### Directions for this task
Locate the line bearing "Pick out each instance of the roof of" in the material below, then reproduce it and each following line up to and including the line bearing "Pick out each instance of the ceiling fan light".

○ ○ ○ ○ ○ ○ ○

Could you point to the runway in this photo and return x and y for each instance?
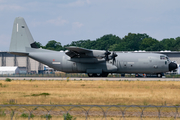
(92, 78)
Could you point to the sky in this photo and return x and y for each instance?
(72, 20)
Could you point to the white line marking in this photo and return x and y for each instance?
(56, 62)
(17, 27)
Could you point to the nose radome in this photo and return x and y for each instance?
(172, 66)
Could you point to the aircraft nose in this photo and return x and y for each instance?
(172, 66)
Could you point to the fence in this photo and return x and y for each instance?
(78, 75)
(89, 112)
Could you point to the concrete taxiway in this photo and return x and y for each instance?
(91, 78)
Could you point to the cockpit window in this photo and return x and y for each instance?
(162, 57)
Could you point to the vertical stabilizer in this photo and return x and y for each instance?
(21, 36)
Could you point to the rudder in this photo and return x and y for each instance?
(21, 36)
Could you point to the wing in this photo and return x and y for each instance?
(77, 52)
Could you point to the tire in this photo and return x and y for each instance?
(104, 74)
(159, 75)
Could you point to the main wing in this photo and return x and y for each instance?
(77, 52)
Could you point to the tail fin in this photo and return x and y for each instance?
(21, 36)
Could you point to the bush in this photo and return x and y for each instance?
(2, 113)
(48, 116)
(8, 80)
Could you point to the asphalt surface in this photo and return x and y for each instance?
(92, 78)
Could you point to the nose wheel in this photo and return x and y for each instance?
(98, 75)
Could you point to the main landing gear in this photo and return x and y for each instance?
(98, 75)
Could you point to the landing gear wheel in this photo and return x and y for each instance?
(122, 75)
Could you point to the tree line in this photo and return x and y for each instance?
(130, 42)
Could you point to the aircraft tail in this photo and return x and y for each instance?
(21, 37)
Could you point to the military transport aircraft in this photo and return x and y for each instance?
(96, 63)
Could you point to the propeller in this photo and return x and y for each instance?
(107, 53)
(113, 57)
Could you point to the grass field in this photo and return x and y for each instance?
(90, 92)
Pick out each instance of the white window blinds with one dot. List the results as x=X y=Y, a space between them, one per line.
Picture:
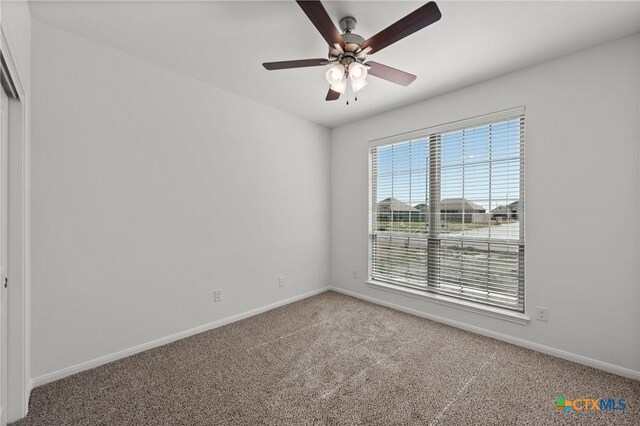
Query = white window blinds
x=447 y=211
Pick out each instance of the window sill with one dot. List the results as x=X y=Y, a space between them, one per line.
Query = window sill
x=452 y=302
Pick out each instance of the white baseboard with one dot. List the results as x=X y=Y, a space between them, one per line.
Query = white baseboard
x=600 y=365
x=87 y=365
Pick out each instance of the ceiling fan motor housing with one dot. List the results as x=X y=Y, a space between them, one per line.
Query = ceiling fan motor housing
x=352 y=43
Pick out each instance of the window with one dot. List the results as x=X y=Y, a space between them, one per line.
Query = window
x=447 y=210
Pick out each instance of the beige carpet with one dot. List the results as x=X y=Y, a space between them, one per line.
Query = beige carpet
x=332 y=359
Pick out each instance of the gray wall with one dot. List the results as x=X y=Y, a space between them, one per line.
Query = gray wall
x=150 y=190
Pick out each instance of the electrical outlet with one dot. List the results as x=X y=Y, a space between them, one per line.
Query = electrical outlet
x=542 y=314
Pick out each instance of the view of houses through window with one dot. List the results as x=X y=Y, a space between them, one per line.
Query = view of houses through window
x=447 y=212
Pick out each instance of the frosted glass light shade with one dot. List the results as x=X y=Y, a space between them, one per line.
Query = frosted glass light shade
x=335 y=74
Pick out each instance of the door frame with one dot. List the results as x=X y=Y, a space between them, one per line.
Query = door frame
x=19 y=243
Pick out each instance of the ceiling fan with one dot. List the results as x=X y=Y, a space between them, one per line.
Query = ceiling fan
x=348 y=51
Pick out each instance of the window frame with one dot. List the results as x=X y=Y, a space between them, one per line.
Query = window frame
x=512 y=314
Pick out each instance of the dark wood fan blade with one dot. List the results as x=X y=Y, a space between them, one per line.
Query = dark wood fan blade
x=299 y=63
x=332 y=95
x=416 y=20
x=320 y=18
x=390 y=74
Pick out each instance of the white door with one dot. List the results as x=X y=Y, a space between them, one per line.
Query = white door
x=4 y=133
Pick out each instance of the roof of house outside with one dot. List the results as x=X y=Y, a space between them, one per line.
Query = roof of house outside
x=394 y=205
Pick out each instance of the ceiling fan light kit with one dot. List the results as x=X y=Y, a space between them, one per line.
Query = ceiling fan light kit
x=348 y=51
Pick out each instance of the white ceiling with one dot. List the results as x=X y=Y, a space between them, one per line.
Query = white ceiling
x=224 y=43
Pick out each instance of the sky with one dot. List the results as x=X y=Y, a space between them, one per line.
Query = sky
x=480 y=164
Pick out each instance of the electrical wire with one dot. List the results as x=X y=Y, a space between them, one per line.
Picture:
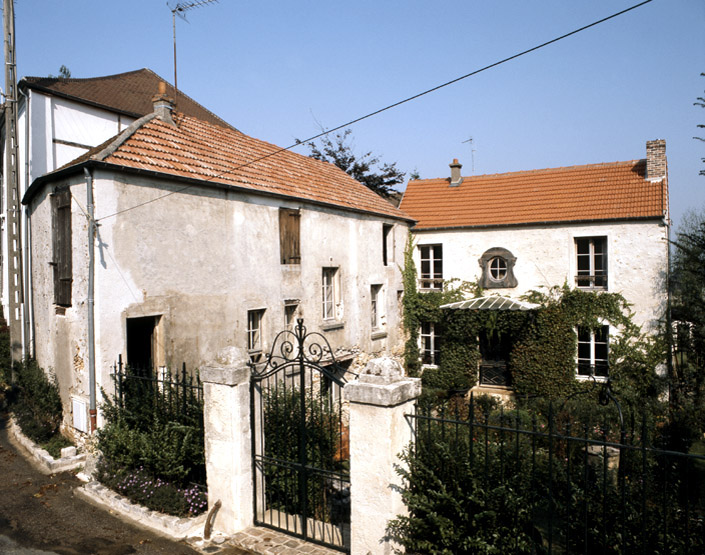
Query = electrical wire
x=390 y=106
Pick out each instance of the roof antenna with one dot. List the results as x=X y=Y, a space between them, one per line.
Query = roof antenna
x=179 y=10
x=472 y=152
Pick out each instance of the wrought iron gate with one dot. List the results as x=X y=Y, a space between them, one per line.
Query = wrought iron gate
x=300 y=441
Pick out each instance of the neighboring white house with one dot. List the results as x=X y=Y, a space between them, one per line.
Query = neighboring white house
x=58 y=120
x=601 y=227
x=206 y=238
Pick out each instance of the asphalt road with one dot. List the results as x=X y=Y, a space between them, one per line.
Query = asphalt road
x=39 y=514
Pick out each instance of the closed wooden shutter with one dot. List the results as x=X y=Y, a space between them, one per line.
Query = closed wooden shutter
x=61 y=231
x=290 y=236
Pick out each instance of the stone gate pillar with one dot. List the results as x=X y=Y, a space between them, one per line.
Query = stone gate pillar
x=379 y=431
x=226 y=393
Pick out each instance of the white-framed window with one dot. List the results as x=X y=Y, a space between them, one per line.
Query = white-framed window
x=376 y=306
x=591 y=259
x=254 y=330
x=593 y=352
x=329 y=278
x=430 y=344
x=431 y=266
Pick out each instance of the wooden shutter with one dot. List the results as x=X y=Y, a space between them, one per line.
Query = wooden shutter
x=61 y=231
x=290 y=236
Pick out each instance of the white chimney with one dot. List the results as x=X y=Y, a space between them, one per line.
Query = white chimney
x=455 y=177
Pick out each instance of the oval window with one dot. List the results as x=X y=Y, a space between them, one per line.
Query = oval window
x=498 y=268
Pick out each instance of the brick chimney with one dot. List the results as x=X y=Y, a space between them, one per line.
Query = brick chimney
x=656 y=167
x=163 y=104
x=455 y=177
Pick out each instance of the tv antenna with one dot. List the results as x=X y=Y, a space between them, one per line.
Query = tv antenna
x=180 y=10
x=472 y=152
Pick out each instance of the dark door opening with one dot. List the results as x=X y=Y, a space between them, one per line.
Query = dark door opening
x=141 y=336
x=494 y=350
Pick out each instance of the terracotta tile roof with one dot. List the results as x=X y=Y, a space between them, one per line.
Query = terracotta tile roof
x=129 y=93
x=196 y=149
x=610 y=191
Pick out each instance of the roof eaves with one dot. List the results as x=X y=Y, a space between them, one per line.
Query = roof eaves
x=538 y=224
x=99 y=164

○ ○ ○ ○ ○ ○ ○

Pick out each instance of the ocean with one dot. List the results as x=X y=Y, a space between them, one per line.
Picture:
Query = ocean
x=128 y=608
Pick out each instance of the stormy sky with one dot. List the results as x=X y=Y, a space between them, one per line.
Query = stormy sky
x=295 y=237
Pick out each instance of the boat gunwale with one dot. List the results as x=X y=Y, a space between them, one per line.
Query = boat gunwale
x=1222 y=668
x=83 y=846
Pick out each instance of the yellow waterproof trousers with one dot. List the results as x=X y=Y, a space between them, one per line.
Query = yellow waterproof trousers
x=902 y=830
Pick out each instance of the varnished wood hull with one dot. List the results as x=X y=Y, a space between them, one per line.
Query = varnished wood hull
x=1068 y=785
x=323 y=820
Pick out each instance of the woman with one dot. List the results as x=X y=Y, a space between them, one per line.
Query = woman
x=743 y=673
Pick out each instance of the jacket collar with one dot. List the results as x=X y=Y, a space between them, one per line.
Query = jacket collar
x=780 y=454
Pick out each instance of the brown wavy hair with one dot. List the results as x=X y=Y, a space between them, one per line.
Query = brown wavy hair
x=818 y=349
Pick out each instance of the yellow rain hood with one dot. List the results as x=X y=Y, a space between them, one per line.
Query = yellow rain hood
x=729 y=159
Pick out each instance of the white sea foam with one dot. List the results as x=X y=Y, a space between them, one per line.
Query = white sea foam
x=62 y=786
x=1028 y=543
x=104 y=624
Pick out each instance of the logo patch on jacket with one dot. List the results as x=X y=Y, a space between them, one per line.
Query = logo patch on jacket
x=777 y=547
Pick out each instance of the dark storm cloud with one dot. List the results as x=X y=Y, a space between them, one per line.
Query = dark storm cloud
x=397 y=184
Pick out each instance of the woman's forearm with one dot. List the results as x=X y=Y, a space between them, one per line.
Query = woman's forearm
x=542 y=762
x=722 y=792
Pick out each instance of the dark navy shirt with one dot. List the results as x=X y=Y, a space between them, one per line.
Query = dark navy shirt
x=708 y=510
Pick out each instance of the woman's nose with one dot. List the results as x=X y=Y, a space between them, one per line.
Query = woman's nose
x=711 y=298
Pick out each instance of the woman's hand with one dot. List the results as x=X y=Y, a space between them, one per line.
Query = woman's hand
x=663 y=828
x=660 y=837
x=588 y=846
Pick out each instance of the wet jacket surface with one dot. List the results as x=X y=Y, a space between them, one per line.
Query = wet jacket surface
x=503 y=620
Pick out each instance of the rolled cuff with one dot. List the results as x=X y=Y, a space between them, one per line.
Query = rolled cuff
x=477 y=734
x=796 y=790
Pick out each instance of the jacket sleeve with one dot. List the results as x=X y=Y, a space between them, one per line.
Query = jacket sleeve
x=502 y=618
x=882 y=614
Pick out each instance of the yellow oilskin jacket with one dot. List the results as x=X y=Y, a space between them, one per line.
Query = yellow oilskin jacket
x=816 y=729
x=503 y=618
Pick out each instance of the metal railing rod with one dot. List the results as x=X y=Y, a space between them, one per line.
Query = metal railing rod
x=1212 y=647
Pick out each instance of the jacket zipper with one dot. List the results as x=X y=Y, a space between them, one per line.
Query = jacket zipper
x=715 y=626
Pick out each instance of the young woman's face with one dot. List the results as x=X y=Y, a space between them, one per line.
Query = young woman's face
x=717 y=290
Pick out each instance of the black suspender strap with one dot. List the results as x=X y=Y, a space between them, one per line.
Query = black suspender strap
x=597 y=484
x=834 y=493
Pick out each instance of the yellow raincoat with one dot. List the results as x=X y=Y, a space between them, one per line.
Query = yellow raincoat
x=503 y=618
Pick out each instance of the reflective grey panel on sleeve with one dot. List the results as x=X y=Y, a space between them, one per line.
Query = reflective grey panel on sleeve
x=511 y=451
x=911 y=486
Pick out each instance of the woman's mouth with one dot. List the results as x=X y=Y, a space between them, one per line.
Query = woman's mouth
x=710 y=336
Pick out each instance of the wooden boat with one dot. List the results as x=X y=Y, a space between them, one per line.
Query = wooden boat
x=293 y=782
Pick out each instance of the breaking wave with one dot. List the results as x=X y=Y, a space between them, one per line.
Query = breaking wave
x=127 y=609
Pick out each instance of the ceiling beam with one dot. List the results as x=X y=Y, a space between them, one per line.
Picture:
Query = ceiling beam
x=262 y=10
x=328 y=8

○ ○ ○ ○ ○ ○ ○

### Answer to this problem
Pick out each instance of the roof of house outside with one dot. List the results as x=X y=Y, a space between them, one per line.
Query = roof of house outside
x=394 y=205
Pick out each instance of the ceiling fan light kit with one dot. List the results as x=X y=Y, a space between them, one per line.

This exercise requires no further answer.